(Data provided begins)

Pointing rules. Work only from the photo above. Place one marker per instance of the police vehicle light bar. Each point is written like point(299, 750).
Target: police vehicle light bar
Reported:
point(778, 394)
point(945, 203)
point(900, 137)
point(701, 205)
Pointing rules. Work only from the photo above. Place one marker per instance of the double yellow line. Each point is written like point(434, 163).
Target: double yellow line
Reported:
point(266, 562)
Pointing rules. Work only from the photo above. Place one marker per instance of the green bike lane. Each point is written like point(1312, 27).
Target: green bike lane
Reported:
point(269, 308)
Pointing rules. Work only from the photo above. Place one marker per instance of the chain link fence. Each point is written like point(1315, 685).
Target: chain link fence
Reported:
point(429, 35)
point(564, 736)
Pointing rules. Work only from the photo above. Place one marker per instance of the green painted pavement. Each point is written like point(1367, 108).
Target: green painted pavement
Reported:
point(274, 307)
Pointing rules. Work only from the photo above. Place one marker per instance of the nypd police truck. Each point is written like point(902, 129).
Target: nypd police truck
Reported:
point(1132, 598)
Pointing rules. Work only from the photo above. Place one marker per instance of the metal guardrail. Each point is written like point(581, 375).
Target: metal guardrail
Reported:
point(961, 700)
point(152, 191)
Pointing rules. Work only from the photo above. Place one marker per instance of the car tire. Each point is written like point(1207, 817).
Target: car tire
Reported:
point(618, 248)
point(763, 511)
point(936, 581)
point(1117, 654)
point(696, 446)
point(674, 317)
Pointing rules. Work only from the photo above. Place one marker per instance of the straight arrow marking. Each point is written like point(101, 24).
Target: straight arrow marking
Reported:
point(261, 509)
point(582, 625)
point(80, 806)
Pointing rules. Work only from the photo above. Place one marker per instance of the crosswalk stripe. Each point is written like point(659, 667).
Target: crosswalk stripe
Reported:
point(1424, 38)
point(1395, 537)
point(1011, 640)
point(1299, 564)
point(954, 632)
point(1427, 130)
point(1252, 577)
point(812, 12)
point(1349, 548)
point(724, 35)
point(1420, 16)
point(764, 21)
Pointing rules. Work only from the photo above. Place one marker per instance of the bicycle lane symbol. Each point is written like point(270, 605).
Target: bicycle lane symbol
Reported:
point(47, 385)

(Data provided ends)

### Exercise objective
Every entry needs to be copied again exactly.

### Output below
Pointing rules. Work only from the photo above. Place one marker per instance of the police vehicle light bar. Each point is written like point(299, 750).
Target: police vehicle light bar
Reported:
point(778, 394)
point(945, 203)
point(900, 137)
point(701, 205)
Pointing rules. Work only from the photo above. Place one marker per instance of the double yellow line. Each point is written like point(434, 163).
Target: double yellow line
Reported:
point(266, 562)
Pointing rules. Work only from the photo above. Place one marker per instance of the green bike lane. Each point is written like point(1312, 27).
Target: green bike lane
Reported:
point(269, 308)
Pointing rules. Work only from the photo above. Place one marker per instance of the chain link fence. Each point is written like point(1315, 685).
Target: chain link fence
Reported:
point(429, 35)
point(564, 736)
Pointing rules. Work only from the photo above. Place one marker per instance of the green painted pavement. Each point is written like point(1367, 108).
Target: green painted pavement
Reported:
point(274, 307)
Pointing rules. Work only from the photo above. Place one marker per instance of the nypd police truck. Each point is written like point(902, 129).
Target: nypd police truck
Reported:
point(1132, 598)
Pointing rules. Work only from the photo above. Place one marker per instance of the metal guardrail. Each point is written like point(581, 375).
Target: metal guardrail
Reported:
point(961, 700)
point(152, 191)
Pointing rules. Work only from the photo above. Place one marker per instance of the car tire. Each point is written like point(1207, 817).
Target: car tire
Reported:
point(618, 248)
point(763, 511)
point(936, 581)
point(1117, 654)
point(696, 446)
point(674, 317)
Pointing rules. Work only from the photo above. Place one marker per instance of the straight arrow marking. Each point is written like point(101, 24).
Target: straight arrow marking
Reported:
point(261, 509)
point(582, 625)
point(80, 806)
Pointing rules. Work only from the photo above. Place one marker per instance of the crosswalk stripe. Each point is written like point(659, 667).
Target: crosswalk stripe
Reported:
point(1424, 38)
point(1395, 537)
point(1011, 640)
point(1299, 564)
point(954, 632)
point(1427, 130)
point(1252, 577)
point(812, 12)
point(1349, 548)
point(724, 35)
point(1420, 16)
point(764, 21)
Pointing rules. Work only from the photo above. Place one marker per instance of the bicycle lane symbol. Each point is written like point(270, 605).
Target: bicycle lane symbol
Reported:
point(47, 385)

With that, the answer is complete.